━━ Given data ━━
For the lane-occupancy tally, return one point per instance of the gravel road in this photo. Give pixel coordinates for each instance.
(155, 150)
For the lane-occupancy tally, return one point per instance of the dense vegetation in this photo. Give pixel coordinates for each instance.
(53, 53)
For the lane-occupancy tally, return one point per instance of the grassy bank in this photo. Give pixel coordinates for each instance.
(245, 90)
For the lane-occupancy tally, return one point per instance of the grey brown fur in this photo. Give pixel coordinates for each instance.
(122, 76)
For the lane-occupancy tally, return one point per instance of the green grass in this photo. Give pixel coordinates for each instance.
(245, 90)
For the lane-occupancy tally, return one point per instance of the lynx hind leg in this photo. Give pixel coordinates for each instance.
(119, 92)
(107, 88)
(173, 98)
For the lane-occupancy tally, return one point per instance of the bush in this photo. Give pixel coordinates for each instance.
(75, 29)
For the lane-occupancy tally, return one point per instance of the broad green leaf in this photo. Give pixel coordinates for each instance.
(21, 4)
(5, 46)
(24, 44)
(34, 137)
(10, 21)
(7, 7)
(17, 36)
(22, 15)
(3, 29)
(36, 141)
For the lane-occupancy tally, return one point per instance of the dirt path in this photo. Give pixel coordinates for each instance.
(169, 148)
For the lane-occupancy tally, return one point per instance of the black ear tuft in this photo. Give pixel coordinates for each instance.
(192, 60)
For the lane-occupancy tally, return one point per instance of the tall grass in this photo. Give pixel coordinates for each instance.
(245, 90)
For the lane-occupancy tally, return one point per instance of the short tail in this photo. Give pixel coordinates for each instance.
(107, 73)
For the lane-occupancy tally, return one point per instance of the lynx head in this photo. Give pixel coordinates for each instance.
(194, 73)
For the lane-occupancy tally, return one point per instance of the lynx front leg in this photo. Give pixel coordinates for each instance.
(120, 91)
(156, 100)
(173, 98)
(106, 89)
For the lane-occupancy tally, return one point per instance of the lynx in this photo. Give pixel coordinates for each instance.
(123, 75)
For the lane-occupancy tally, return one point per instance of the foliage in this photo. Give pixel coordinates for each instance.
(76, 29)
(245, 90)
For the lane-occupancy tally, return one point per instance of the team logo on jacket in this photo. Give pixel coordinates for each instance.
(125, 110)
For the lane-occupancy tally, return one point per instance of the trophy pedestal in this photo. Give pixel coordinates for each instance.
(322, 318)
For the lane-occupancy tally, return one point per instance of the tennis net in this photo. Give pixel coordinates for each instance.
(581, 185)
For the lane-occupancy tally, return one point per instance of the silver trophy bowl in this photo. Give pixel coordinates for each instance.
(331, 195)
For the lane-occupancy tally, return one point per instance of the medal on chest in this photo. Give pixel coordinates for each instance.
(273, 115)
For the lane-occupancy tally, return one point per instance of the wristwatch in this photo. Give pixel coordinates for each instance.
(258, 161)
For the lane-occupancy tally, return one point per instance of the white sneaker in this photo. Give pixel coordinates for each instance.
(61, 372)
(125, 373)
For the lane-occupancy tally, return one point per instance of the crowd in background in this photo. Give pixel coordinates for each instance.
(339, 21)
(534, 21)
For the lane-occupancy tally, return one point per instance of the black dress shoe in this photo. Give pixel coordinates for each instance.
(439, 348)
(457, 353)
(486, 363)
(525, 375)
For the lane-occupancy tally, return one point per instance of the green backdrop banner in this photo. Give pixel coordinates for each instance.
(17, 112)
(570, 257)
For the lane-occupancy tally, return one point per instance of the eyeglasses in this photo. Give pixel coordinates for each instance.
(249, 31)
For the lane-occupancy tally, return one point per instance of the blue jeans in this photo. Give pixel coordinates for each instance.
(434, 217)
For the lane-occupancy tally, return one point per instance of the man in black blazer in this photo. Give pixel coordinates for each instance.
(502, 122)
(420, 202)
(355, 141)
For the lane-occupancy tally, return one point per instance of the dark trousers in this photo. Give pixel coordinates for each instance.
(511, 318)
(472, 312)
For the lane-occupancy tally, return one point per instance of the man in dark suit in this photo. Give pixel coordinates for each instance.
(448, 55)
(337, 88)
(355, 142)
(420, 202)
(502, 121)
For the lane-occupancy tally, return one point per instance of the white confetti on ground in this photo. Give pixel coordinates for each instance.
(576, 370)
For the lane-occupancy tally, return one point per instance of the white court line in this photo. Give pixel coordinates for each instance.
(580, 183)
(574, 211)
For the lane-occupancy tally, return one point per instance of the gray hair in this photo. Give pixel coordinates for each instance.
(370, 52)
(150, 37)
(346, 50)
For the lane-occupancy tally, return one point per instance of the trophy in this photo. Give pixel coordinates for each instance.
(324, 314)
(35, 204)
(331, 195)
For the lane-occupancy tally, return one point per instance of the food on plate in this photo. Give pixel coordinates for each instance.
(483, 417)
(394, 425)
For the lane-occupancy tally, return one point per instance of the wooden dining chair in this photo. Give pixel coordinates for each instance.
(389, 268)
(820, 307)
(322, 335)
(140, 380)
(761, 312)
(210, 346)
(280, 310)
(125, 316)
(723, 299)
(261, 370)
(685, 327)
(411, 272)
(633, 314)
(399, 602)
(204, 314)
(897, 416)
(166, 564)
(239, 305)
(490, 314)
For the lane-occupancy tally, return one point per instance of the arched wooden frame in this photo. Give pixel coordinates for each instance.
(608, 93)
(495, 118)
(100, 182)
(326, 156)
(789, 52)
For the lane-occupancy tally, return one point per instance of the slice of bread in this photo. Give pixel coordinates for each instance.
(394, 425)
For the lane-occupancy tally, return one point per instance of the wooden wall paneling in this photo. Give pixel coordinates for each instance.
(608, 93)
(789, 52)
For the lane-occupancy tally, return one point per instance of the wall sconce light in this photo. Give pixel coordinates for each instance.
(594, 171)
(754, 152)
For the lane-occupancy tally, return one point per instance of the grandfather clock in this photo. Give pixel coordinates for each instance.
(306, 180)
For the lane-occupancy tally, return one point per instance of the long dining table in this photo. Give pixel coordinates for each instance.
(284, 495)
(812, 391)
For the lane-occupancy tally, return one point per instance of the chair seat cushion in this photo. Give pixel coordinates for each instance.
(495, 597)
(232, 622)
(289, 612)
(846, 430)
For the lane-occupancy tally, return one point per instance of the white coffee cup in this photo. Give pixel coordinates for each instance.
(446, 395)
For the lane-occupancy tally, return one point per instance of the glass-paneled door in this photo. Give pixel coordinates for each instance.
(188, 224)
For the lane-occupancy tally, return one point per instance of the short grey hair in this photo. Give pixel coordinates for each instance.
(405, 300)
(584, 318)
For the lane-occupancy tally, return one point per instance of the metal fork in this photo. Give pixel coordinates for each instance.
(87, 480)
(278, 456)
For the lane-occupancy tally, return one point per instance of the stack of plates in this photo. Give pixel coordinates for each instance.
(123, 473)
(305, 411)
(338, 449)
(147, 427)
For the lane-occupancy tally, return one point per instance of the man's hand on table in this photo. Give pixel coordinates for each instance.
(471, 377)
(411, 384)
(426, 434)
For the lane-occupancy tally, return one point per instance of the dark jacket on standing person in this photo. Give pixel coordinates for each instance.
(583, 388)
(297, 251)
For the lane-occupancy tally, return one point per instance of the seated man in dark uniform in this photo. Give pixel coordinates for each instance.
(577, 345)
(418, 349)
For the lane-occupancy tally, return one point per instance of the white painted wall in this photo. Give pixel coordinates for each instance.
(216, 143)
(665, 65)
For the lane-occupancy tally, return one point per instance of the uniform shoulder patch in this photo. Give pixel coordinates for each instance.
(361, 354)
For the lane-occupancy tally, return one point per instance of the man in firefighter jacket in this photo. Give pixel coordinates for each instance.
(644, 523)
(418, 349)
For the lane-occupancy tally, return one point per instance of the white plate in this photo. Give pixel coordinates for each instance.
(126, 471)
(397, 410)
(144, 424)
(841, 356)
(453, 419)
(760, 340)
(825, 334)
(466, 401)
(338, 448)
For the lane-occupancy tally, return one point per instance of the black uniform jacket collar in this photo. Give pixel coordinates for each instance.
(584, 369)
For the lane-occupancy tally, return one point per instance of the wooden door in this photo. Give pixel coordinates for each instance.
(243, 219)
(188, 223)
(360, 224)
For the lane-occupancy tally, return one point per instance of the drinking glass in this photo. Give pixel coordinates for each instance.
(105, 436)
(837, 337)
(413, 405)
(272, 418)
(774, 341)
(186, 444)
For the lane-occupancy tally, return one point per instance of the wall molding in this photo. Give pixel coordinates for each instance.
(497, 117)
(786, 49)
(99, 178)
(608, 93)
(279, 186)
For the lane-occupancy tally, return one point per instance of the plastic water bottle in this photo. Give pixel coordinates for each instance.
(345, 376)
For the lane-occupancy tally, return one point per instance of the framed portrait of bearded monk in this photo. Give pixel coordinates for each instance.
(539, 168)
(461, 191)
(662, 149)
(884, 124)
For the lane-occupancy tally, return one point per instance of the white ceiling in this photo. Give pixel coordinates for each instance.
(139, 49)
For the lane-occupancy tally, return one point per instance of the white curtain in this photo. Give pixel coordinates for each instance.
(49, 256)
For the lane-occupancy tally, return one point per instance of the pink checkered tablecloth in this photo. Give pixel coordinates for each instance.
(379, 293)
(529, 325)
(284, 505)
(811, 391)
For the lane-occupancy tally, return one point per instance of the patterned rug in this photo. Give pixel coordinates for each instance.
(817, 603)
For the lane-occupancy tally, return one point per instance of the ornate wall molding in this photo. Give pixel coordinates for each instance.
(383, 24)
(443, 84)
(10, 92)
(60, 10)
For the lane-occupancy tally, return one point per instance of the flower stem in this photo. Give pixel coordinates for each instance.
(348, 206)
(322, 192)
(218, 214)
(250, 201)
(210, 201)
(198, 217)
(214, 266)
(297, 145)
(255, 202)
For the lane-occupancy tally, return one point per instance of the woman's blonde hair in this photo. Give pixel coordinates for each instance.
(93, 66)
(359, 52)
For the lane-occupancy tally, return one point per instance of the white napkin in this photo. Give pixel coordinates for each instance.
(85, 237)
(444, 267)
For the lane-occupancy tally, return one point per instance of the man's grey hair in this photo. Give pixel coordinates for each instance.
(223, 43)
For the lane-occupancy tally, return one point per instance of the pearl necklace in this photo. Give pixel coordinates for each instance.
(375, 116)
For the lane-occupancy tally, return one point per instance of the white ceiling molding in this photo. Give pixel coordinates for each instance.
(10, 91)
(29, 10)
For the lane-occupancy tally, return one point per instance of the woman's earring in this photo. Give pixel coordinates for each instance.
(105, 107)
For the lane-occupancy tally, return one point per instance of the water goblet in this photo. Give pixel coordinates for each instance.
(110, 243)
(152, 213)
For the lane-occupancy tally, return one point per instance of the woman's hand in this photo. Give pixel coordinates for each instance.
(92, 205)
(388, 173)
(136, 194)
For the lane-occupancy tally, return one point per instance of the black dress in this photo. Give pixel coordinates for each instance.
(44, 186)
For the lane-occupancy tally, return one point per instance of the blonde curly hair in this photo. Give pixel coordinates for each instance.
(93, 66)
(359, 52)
━━━
- _Work item_
The answer should consist of the lines from the one with "of the water" through the last line of the entries, duplicated exactly and nothing more.

- _Solution to this exercise_
For the lane-occupancy tally, return one point per instance of the water goblet in this photo. Give pixel coordinates for each instance.
(110, 243)
(152, 213)
For the lane-occupancy tally, return one point per instance of the woman's hand in this photo. Give pixel coordinates for each instance.
(92, 205)
(388, 173)
(136, 194)
For the lane-occupancy tally, return one point per instance of the black dress in this photo. Give pixel coordinates for each instance.
(44, 186)
For the lane-occupancy tally, return one point per instance of the blonde curly hair in this photo. Give pixel coordinates for each instance.
(93, 66)
(359, 52)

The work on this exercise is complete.